Requisitos do exercício:
A) Reproduza, sem alterações, o trecho do texto fornecido que se inicia nas palavras "Ir buscar o" e se encerra em "relação à cerâmica?".
B) No texto fornecido, a quem se dirige a pergunta que se diz fazer "sempre que vem a propósito"?

━━ Texto fornecido

Ir buscar o barro aos barreiros, escolhê-lo no próprio local, amassá-lo à catanada, trabalhá-lo como um honrado artífice de Barcelos, doseá-lo com outros materiais, escolher o processo de metalização, estudar a temperatura de cozedura são coisas dispensáveis, é certo, para quem disponha de uma aperfeiçoada engrenagem industrial... Mas não serão igualmente atributos (escolhos e vitórias) da própria profissão? Era esta a pergunta que eu gostava de fazer, e faço sempre que vem a propósito, a todos os ceramistas amadores, por muito respeitáveis que me pareçam as suas tentativas, ou reconhecendo até o elevado mérito de algumas delas.
- Como encara o papel da crítica portuguesa de artes plásticas, especialmente em relação à cerâmica?

━━━━
━━ Informações

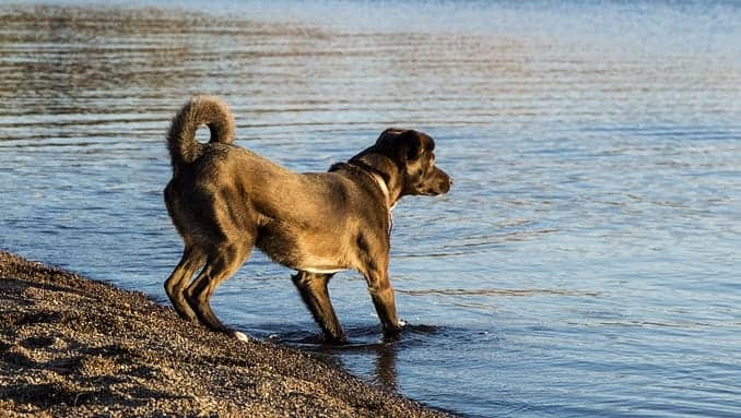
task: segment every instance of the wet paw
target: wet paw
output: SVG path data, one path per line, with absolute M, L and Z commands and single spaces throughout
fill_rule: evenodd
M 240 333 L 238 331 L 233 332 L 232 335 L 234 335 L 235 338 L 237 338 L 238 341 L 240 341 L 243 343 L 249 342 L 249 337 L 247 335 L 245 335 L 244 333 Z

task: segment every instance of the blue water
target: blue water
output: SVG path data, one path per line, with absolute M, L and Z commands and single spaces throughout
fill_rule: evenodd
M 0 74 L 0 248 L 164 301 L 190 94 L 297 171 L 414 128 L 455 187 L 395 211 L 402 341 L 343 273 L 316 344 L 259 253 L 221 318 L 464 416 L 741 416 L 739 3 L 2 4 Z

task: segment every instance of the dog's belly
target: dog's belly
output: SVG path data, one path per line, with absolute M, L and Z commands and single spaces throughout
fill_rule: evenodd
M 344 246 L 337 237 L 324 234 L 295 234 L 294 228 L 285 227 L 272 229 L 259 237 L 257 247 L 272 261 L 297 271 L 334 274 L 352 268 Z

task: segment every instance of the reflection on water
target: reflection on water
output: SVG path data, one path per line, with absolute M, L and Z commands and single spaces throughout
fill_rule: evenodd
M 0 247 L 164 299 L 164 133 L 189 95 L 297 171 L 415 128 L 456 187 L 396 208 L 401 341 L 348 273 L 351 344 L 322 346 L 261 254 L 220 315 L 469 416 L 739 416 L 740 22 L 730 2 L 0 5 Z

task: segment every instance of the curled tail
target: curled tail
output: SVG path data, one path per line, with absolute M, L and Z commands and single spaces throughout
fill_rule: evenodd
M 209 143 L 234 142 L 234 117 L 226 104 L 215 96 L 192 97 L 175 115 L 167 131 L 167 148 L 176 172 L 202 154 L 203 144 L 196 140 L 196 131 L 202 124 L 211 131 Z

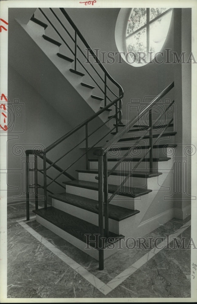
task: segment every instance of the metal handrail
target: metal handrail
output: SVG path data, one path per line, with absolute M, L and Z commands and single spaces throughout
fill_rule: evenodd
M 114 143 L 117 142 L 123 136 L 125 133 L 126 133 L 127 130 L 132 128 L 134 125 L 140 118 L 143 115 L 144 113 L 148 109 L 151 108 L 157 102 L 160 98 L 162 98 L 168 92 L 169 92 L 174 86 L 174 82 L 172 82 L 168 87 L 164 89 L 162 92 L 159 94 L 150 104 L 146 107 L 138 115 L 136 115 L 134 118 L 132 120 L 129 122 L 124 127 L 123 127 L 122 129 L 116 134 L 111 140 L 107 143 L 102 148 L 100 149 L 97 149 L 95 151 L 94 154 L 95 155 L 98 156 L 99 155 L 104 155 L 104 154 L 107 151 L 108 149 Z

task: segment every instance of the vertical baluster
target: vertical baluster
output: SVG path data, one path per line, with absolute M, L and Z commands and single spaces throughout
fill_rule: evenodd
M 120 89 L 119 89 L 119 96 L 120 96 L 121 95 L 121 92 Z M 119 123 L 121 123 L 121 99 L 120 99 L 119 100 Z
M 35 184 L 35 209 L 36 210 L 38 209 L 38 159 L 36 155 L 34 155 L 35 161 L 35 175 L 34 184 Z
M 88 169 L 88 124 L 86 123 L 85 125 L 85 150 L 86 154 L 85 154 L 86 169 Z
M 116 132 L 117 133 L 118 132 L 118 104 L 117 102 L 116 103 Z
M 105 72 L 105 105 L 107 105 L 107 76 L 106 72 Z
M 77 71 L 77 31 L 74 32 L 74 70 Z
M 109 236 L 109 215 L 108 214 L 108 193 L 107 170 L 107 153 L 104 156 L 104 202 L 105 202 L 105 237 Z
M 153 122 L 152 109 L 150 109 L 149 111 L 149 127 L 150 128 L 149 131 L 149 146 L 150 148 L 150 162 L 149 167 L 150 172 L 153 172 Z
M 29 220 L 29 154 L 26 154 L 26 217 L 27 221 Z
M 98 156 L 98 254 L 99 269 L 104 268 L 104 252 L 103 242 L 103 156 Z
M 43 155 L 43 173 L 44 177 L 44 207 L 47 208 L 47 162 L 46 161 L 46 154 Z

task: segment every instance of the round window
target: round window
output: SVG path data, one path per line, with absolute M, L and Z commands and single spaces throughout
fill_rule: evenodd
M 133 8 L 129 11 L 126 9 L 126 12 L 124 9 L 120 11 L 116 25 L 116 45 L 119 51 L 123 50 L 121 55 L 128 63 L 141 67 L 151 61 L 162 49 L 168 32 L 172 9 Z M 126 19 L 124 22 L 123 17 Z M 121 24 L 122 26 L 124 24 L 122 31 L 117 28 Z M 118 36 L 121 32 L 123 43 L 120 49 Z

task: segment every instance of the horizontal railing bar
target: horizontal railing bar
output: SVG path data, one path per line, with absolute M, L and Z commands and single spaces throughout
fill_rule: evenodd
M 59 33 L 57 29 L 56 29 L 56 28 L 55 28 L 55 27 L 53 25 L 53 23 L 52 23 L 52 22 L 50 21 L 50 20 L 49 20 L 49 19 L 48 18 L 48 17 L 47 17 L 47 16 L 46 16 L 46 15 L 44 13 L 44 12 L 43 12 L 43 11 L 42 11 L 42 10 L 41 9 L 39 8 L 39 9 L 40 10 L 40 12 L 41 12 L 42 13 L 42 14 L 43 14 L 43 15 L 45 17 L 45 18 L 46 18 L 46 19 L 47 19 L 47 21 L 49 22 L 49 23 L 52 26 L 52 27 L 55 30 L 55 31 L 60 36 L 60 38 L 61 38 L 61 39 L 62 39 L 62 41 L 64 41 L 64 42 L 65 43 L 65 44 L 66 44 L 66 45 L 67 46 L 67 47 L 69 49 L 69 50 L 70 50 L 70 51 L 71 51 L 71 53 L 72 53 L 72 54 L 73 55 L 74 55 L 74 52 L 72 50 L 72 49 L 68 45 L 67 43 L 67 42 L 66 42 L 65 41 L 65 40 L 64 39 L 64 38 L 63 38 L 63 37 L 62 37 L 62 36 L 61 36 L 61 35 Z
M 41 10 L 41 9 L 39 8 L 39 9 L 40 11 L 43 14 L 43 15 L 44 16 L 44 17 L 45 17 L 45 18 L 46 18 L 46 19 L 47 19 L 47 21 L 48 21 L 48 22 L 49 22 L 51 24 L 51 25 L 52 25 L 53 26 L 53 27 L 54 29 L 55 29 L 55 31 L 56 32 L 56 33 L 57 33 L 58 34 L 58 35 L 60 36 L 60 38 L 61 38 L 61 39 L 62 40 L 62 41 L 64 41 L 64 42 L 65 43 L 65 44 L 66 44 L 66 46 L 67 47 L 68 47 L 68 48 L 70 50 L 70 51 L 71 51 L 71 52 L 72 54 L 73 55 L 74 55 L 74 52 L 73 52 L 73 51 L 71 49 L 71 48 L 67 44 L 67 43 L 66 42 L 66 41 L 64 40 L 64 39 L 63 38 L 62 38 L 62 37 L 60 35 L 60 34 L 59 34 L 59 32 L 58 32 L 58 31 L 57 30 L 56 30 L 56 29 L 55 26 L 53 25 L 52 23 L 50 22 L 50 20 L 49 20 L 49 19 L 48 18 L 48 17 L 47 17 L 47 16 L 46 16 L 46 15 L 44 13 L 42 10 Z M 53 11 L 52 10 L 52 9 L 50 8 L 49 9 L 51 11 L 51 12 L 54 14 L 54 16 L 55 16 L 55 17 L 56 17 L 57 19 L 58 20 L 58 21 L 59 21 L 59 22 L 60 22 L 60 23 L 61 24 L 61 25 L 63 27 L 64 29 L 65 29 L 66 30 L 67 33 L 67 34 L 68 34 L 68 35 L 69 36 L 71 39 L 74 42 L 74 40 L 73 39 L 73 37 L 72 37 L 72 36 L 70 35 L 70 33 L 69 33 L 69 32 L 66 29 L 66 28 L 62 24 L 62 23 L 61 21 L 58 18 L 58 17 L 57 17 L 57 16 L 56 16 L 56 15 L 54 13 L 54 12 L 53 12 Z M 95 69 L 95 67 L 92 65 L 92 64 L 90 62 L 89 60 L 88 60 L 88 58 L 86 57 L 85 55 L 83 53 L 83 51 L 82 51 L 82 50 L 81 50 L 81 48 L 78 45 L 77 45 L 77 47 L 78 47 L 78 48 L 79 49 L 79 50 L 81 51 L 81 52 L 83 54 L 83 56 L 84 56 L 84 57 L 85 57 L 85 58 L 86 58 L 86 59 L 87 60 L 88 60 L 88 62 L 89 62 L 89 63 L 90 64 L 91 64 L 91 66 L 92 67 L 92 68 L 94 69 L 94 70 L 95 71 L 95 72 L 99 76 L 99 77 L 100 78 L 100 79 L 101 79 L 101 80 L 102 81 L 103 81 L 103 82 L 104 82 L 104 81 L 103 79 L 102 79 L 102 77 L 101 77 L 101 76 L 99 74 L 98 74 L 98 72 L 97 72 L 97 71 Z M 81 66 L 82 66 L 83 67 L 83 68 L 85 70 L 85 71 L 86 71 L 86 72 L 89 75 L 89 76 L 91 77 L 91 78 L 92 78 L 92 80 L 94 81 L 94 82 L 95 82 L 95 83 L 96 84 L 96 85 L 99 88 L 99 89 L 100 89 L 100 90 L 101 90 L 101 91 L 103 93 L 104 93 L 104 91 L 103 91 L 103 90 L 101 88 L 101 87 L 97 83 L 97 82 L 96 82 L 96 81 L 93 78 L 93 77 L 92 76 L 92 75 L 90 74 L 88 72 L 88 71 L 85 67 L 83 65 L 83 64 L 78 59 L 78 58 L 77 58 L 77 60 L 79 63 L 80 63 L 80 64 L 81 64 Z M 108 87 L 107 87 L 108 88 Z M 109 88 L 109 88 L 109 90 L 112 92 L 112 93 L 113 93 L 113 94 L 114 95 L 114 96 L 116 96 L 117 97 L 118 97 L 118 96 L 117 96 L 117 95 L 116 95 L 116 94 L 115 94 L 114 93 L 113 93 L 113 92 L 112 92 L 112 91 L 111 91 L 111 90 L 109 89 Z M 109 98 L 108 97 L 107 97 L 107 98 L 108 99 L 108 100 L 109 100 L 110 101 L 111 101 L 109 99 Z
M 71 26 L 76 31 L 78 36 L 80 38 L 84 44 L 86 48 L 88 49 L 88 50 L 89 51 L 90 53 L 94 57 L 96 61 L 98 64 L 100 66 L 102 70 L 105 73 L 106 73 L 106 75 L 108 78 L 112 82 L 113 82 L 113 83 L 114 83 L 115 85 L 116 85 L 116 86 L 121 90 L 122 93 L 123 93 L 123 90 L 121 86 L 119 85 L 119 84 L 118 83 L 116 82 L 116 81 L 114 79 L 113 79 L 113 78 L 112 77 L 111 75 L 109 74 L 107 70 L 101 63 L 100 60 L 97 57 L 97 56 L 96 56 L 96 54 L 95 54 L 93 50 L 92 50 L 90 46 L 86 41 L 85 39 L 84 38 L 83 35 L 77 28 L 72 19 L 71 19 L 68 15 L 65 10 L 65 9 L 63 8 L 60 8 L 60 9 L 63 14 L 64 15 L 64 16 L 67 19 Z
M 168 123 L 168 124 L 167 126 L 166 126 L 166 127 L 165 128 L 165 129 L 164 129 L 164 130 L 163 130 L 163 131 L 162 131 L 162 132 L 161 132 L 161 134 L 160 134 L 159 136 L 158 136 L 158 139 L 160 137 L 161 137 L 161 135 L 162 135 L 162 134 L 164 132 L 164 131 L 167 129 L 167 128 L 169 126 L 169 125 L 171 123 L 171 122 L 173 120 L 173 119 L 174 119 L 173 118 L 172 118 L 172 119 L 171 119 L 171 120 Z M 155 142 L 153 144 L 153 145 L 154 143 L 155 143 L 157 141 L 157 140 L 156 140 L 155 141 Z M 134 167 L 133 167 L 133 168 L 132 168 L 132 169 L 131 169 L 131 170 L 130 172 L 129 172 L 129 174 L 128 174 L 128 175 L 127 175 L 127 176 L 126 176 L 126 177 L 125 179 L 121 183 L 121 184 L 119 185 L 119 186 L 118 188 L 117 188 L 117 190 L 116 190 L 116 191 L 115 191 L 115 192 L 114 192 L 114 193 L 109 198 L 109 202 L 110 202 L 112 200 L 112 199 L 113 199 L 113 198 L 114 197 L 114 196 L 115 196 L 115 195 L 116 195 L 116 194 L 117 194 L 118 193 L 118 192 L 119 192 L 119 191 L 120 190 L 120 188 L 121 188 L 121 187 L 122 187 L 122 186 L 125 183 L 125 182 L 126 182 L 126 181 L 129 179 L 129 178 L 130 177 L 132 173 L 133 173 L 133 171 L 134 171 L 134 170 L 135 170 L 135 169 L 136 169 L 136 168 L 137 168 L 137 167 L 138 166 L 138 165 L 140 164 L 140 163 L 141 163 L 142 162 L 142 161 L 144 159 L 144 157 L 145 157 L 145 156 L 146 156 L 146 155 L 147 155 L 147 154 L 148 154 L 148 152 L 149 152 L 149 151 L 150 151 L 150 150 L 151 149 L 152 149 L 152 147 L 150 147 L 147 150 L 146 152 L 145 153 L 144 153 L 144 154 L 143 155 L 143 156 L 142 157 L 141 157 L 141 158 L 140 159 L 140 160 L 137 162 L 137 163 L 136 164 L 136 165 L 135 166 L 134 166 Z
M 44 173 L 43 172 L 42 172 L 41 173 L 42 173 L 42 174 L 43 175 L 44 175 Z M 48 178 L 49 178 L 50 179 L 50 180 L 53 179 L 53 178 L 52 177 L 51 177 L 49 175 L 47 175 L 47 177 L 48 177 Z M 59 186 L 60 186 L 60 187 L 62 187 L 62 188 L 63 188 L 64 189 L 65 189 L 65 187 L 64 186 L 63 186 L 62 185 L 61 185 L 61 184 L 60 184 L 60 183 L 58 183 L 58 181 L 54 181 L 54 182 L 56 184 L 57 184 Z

━━━━

Conjunto de soluções:
A)
Ir buscar o barro aos barreiros, escolhê-lo no próprio local, amassá-lo à catanada, trabalhá-lo como um honrado artífice de Barcelos, doseá-lo com outros materiais, escolher o processo de metalização, estudar a temperatura de cozedura são coisas dispensáveis, é certo, para quem disponha de uma aperfeiçoada engrenagem industrial... Mas não serão igualmente atributos (escolhos e vitórias) da própria profissão? Era esta a pergunta que eu gostava de fazer, e faço sempre que vem a propósito, a todos os ceramistas amadores, por muito respeitáveis que me pareçam as suas tentativas, ou reconhecendo até o elevado mérito de algumas delas.
- Como encara o papel da crítica portuguesa de artes plásticas, especialmente em relação à cerâmica?

B) A todos os ceramistas amadores.